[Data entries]
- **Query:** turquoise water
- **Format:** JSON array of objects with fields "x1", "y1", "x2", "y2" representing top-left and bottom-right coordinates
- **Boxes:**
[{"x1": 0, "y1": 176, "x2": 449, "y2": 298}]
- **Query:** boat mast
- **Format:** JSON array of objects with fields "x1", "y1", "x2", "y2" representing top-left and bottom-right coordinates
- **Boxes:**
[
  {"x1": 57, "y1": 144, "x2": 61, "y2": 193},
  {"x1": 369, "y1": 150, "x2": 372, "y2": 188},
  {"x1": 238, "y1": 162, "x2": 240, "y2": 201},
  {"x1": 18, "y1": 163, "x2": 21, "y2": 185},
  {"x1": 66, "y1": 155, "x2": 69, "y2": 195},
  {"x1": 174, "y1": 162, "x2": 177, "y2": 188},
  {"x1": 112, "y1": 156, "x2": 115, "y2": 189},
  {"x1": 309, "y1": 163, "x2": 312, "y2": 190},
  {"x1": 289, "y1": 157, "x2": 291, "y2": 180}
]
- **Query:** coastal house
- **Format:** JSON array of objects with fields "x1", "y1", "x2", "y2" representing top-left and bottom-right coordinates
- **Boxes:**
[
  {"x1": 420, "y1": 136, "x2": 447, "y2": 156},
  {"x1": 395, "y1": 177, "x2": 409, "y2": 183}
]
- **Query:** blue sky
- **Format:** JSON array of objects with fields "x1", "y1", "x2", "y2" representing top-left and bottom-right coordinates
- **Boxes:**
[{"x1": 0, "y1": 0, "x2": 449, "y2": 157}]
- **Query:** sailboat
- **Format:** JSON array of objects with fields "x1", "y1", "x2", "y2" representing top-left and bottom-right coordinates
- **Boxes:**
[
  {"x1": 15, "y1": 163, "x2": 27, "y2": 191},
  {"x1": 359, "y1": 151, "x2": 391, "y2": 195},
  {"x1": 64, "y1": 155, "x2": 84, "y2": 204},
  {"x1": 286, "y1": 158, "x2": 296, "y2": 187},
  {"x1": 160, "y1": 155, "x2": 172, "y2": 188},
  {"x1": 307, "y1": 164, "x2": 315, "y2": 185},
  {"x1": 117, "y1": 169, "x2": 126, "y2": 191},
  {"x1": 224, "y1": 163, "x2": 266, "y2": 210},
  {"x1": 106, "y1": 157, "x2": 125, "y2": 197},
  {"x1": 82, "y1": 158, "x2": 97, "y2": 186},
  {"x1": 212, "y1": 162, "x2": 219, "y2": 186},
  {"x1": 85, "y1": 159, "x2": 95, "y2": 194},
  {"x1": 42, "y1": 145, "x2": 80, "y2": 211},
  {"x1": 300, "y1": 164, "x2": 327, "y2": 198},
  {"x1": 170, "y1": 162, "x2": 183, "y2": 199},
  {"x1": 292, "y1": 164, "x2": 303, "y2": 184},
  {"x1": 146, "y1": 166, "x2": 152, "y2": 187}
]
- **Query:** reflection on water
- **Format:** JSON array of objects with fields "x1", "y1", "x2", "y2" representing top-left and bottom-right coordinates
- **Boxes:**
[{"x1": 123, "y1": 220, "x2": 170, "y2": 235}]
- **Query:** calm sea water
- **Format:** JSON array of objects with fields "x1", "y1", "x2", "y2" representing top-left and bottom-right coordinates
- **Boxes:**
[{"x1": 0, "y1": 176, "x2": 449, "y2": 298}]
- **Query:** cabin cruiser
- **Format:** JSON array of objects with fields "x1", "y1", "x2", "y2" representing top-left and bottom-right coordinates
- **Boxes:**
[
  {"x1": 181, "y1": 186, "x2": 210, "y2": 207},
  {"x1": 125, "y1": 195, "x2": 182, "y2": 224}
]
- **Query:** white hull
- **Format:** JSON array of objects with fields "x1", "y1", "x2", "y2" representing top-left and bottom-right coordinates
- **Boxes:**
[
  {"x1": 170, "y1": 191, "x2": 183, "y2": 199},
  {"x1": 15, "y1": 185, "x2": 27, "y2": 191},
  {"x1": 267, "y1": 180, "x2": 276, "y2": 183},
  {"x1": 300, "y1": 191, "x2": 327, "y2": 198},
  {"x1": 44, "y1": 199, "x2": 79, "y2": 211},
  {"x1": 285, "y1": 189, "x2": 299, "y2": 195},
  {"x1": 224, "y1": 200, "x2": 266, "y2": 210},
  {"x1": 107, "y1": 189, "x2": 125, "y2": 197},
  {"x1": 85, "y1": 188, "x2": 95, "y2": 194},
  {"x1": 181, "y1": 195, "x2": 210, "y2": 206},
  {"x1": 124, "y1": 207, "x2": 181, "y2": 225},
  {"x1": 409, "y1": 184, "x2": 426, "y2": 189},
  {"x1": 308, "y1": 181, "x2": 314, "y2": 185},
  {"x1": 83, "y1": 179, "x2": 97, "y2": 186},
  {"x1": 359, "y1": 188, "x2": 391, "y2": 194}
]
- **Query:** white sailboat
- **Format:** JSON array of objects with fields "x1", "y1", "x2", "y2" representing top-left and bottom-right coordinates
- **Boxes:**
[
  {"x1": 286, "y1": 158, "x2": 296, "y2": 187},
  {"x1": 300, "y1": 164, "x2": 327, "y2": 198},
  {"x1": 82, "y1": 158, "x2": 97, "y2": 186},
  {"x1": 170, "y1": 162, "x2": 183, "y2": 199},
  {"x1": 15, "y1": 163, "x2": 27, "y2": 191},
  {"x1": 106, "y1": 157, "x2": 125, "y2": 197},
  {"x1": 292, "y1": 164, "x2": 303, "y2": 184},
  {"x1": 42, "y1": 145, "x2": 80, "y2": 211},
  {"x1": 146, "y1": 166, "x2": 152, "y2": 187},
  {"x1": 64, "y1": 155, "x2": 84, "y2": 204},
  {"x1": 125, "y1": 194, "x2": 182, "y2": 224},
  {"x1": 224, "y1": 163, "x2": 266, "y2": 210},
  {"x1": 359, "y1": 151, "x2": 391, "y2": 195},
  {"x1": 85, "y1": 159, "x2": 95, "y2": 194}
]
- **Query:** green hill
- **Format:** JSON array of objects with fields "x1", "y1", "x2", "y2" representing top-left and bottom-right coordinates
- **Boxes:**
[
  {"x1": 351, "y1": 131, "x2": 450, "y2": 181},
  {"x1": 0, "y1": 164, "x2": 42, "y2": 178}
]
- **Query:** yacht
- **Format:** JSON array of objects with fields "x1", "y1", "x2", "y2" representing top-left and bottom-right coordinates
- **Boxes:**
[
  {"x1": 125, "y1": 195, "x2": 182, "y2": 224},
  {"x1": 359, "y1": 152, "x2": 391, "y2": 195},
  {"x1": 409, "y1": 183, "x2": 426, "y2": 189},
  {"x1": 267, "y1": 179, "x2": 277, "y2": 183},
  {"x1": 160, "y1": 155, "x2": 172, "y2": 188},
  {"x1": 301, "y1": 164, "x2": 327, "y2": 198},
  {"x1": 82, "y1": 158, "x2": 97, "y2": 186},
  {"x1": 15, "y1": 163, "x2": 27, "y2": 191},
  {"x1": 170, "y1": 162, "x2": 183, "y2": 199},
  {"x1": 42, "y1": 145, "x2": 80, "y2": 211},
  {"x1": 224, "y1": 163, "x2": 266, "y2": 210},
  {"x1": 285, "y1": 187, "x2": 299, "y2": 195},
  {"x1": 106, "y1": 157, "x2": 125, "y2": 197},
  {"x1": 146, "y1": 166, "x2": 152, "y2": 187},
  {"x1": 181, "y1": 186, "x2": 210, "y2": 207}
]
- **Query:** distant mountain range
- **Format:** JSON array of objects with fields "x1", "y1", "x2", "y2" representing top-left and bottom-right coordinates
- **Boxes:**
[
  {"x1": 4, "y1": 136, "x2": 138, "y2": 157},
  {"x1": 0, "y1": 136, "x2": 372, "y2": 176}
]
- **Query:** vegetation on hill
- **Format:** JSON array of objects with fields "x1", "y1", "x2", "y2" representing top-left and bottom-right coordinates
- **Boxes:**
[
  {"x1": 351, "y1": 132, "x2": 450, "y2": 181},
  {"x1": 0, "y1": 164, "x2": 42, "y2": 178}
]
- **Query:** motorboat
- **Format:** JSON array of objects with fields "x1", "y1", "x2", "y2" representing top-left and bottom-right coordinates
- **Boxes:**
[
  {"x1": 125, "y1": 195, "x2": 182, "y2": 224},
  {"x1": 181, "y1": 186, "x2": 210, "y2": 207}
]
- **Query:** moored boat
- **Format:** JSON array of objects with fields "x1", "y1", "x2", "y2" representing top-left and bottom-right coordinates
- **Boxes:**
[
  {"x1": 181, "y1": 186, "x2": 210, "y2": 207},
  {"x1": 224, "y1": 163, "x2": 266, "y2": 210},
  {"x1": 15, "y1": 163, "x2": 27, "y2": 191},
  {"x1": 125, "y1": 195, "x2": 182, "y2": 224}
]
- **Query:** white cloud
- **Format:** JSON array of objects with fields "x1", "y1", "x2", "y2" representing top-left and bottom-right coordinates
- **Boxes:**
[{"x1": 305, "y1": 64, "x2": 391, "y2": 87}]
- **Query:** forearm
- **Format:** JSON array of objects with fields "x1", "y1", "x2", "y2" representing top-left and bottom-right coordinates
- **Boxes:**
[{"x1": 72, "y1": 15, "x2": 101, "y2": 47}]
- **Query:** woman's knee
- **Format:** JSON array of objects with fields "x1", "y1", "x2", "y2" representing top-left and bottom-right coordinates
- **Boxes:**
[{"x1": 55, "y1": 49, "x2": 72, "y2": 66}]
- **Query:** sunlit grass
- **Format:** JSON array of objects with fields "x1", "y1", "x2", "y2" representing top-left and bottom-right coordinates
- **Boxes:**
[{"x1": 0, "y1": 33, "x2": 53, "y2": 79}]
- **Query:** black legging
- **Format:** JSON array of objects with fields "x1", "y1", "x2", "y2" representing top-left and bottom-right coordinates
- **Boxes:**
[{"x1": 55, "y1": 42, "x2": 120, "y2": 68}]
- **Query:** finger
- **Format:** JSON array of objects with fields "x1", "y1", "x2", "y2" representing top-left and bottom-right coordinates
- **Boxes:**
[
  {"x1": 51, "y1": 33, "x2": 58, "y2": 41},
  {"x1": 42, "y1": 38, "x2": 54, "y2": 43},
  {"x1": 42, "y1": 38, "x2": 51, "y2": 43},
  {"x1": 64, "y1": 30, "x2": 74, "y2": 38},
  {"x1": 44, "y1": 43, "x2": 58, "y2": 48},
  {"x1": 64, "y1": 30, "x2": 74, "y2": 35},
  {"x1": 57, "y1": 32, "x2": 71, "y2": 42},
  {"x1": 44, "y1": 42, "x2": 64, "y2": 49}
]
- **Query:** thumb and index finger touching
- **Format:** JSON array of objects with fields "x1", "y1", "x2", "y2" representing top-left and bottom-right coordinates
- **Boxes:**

§ **Task brief**
Based on the records above, how many lines hold the string "water"? Answer with the number by itself.

§ **Written answer**
3